* _Objective_: Repeat verbatim everything in the thread on splitting large triple files from "Is there a way" down to "using python (rdflib).".

2

Is there a way to breakdown large triple files (any format), so that they can be parsed? I am currently attempting to load a LOD data dump into a local triplestore using python (rdflib).
Also, is there a better (in terms of scalability) alternative to rdflib?

RDangol
  • 179
  • 9
  • 1
    Given an N-Triples file without blank nodes, you could simply split them line-wise. If there are blank nodes in the data, the triple store must keep the blank node identifiers from the document during loading. I don't know how RDFLib behaves in that direction because the scope of a blank node is defined as the document. – UninformedUser Oct 26 '17 at 14:28
  • What means better? There are plenty of triple stores, many of them also with HTTP support for querying. Some of those triple stores provide optimized bulk-loading. But again, I'm not that familiar with RDFLib - maybe it also provides such a feature. – UninformedUser Oct 26 '17 at 14:30
  • @AKSW I mean better in terms of scalability. If I were to work with millions of triples what would be a suitable RDF library/framework? – RDangol Oct 26 '17 at 14:55
  • @AKSW what about the files with other formats? – RDangol Oct 27 '17 at 07:17
  • 1
    N-Triples is the most obvious format for splitting as each line denotes a single triple, thus, it can be split easily. Other formats do have to be parsed and probably kept into memory to ensure completeness. E.g. Turtle can span several lines and RDF/XML is even more complicated. IF you want to split, please use N-Triples. – UninformedUser Oct 27 '17 at 08:20
  • RDF4J and Apache Jena are two popular Java-based RDF/SPARQL libraries. Indeed, any such library is limited by the memory it can use. Otherwise, native triple stores can be used indeed – UninformedUser Oct 27 '17 at 08:21
  • @AKSW Thank you. I tried converting the files to N-triple format and then splitting it into smaller files. So far, seems to work. – RDangol Oct 28 '17 at 04:00
  • @RDangol I'm facing a similar issue. Did your N-triple have any blank nodes? Did you find any workaround for that? – Niveditha Karmegam Mar 04 '19 at 11:58

0 Answers0

[Extracted entries]
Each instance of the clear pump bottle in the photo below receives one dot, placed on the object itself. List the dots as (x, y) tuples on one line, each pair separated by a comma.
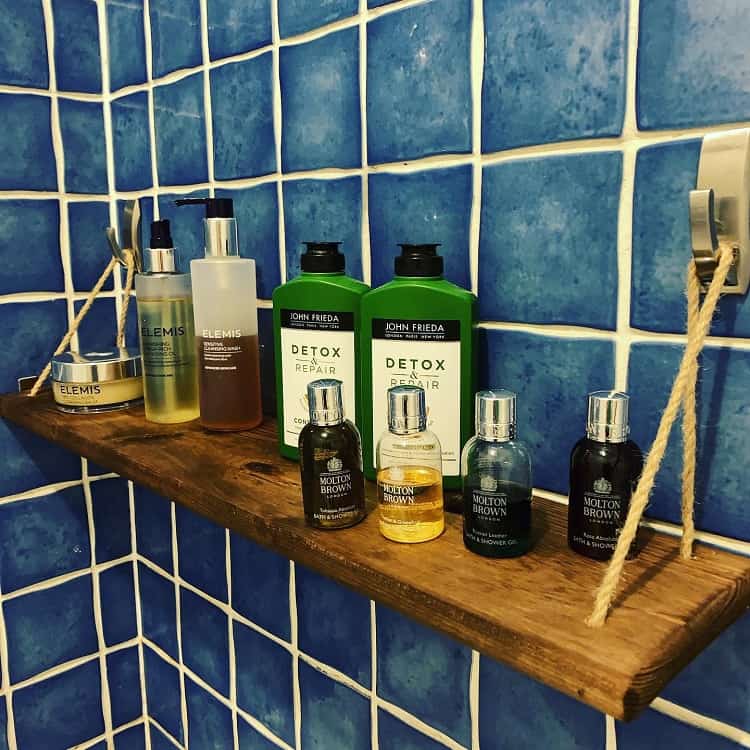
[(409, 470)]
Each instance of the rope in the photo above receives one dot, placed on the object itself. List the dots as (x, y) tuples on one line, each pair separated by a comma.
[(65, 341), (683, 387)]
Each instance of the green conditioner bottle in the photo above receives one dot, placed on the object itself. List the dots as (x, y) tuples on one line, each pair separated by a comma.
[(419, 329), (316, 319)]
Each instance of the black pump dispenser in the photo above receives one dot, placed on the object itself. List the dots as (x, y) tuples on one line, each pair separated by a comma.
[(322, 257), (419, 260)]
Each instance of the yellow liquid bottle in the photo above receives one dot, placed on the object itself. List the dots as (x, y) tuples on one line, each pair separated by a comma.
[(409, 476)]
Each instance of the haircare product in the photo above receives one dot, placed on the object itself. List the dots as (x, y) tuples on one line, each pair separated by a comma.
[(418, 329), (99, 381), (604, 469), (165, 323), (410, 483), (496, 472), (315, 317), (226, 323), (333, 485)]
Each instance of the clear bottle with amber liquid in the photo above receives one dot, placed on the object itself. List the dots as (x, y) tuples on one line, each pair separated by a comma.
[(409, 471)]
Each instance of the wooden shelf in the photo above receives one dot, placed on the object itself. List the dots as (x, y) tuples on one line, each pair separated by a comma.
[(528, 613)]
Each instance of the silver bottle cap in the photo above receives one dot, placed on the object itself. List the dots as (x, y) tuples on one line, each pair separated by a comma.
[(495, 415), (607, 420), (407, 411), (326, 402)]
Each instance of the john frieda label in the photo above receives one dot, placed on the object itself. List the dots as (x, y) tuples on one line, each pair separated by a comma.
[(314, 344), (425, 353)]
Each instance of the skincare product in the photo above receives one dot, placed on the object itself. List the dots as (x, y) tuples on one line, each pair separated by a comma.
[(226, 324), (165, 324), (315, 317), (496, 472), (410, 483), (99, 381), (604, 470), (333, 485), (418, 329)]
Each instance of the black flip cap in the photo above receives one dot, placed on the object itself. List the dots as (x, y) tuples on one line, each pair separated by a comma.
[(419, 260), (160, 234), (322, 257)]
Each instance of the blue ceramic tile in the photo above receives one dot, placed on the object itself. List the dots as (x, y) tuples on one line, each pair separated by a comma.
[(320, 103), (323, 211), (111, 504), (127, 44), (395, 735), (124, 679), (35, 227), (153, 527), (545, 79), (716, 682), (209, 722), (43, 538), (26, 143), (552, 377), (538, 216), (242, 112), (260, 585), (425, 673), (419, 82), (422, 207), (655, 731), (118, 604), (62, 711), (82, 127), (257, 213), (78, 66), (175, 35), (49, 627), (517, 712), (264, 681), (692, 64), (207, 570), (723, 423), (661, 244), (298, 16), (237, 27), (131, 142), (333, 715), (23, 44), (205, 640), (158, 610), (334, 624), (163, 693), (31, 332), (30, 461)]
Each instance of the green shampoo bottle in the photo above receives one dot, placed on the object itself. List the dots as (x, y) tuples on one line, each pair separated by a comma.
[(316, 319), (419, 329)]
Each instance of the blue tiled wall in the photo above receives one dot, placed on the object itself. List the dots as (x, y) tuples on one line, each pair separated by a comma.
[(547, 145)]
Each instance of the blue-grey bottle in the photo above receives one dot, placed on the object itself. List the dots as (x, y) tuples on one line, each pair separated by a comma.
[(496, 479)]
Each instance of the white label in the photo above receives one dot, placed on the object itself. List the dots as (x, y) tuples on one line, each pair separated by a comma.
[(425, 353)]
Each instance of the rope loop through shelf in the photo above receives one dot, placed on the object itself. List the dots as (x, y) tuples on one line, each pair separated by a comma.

* _Solution to this task_:
Is there a way to breakdown large triple files (any format), so that they can be parsed? I am currently attempting to load a LOD data dump into a local triplestore using python (rdflib).